Stored data -

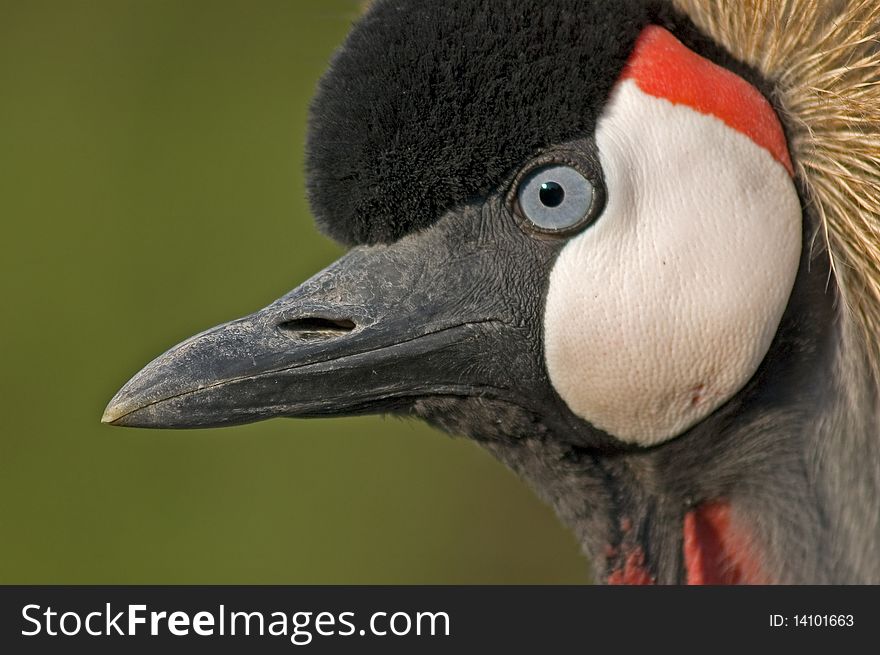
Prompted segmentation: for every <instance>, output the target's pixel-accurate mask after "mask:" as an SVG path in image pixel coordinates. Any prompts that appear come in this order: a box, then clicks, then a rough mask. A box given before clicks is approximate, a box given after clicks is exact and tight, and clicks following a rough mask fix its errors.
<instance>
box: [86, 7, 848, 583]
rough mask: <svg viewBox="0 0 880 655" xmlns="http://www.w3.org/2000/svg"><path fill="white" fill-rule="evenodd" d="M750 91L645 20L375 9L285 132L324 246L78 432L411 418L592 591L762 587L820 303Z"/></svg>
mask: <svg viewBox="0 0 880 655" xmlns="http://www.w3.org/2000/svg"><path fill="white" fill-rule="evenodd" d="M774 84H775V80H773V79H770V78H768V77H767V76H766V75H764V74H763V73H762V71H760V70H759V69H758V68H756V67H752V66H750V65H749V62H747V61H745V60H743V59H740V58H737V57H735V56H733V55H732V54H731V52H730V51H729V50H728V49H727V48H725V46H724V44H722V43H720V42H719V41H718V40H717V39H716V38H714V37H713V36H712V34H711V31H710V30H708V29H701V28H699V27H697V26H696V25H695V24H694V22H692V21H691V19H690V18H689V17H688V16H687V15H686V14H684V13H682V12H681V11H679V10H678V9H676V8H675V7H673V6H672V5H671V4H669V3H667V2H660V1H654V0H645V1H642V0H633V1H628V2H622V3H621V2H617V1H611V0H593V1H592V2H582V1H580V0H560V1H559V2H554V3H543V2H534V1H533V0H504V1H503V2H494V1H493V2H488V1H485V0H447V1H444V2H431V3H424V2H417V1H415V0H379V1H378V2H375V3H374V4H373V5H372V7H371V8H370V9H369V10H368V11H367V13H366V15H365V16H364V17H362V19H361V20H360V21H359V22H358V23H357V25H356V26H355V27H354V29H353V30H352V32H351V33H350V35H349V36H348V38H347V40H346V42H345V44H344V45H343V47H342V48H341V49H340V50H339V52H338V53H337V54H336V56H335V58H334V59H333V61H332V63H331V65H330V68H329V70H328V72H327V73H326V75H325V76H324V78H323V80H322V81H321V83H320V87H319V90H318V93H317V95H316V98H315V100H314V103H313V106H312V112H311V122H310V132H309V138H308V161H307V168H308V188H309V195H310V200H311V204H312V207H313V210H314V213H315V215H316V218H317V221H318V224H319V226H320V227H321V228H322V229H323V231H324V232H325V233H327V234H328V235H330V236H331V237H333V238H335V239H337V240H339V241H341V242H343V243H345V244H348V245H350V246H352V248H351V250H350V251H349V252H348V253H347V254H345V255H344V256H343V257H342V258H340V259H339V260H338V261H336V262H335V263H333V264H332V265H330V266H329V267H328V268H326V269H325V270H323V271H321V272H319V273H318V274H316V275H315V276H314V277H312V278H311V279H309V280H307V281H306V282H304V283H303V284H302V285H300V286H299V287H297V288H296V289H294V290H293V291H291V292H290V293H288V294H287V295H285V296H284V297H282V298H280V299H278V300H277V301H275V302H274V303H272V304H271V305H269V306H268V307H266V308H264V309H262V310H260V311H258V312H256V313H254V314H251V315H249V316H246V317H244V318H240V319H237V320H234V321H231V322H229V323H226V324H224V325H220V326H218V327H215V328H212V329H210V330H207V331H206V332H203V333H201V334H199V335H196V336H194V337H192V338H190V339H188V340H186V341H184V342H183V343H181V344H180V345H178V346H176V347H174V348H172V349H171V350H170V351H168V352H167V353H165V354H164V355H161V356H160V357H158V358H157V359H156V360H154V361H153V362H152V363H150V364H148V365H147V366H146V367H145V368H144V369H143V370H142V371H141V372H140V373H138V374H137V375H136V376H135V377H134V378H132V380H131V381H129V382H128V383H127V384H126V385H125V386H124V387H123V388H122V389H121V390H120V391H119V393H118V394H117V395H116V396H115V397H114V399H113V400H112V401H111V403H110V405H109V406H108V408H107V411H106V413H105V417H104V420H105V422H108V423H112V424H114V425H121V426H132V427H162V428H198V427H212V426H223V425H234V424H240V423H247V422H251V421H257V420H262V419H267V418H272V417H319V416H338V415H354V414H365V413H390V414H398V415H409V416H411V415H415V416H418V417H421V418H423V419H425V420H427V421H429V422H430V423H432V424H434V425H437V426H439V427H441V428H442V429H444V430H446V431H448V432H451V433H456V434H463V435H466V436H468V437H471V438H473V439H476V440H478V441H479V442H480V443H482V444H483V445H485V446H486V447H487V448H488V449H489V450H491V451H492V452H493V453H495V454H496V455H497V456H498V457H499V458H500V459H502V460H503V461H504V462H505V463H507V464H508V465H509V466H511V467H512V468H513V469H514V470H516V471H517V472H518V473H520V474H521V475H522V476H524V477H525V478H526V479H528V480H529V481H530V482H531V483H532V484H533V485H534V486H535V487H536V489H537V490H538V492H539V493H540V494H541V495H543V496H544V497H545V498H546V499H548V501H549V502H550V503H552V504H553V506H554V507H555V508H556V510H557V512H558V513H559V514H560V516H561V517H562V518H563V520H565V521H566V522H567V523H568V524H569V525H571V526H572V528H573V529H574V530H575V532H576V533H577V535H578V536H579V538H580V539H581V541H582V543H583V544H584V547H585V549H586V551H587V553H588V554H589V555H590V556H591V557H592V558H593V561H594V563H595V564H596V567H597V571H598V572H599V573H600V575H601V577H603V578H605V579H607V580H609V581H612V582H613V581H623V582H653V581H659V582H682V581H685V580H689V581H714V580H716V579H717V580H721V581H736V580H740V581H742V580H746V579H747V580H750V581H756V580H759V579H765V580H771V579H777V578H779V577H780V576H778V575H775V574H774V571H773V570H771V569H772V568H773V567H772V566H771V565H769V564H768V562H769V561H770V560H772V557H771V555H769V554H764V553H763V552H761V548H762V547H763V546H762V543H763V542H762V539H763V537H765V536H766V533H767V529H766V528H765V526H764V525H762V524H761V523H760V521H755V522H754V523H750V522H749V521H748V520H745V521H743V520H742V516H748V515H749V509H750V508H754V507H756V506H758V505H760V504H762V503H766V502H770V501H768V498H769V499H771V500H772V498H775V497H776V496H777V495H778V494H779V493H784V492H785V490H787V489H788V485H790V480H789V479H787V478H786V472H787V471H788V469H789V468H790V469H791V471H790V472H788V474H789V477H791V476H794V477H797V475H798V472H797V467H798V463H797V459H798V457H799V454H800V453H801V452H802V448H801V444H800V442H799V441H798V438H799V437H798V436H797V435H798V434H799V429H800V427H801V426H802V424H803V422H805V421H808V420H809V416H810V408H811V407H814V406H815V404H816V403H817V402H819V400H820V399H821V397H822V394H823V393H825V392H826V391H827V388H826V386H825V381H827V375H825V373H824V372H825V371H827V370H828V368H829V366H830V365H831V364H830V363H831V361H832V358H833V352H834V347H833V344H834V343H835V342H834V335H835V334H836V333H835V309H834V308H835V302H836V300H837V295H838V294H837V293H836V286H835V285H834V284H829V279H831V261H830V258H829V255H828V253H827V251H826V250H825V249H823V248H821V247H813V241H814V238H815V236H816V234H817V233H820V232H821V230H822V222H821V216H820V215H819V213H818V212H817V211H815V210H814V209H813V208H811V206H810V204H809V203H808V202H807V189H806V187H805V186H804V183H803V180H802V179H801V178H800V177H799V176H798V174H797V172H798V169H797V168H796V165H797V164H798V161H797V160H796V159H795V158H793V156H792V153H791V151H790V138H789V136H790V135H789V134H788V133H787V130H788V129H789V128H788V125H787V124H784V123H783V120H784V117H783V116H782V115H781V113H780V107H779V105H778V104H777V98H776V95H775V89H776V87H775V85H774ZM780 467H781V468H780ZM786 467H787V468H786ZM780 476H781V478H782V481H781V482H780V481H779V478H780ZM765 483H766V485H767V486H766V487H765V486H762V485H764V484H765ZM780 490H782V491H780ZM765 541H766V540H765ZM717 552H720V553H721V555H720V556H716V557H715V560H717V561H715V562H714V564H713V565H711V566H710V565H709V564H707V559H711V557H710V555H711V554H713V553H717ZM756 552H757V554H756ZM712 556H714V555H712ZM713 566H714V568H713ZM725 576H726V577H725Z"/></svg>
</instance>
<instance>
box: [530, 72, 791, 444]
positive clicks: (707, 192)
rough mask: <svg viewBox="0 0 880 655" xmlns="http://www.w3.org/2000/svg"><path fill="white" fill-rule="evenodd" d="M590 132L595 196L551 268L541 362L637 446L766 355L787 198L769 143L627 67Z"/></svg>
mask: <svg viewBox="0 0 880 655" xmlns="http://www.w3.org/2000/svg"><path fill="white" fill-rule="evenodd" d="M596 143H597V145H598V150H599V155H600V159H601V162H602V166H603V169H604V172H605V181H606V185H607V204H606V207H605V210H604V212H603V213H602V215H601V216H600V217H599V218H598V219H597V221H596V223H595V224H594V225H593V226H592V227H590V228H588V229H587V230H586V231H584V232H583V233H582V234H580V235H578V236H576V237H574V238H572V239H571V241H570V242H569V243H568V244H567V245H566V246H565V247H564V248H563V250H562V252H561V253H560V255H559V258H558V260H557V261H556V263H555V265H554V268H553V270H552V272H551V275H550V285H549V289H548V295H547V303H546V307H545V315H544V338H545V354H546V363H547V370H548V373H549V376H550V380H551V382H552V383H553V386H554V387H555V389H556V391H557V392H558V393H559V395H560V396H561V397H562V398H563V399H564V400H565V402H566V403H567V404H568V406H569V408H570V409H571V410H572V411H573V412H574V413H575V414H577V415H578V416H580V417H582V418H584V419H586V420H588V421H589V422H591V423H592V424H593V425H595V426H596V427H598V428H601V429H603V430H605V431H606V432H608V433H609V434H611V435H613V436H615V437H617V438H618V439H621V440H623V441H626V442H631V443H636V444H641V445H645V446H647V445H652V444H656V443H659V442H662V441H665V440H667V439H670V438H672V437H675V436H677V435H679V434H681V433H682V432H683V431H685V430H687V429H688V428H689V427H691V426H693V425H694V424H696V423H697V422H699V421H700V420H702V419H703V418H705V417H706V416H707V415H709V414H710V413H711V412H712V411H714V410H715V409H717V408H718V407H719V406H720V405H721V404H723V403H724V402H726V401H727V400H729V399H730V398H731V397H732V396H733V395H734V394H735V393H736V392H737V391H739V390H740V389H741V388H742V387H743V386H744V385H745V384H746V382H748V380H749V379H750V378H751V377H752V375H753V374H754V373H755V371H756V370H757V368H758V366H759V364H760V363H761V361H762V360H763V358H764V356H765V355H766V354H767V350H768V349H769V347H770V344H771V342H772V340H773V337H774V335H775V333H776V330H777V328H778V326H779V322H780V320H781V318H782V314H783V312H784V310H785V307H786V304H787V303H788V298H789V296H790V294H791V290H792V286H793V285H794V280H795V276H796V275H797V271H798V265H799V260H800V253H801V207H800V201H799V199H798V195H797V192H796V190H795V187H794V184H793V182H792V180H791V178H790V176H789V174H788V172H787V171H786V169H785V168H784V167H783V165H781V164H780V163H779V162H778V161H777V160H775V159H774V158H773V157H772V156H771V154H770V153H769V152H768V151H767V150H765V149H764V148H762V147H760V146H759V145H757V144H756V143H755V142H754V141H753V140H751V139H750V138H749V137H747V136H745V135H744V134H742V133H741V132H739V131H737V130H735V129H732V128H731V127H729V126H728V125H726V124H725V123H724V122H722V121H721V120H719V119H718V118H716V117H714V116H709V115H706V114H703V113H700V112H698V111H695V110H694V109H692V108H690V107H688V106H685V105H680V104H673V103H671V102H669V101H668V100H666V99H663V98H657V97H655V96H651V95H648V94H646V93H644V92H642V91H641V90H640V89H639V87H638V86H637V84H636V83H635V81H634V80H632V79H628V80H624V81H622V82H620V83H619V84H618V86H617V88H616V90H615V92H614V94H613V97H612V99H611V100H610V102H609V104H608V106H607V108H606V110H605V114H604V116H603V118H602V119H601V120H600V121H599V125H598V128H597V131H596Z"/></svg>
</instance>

WHAT YOU HAVE TO DO - Exactly the lines from the start of the entries above through the line with "box: [86, 7, 848, 583]" should be reproduced, and nothing else; drop the pictures.

YOUR SOLUTION -
Prompted segmentation: for every <instance>, output the target's pixel-accurate mask after "mask:" as an SVG path in image pixel coordinates. Any prompts that appear come in this order: a box, then clicks, then a rough mask. A box given before clicks is approximate, a box given after clicks is exact and tight, and clicks following a rough mask fix its errors.
<instance>
box: [86, 7, 848, 583]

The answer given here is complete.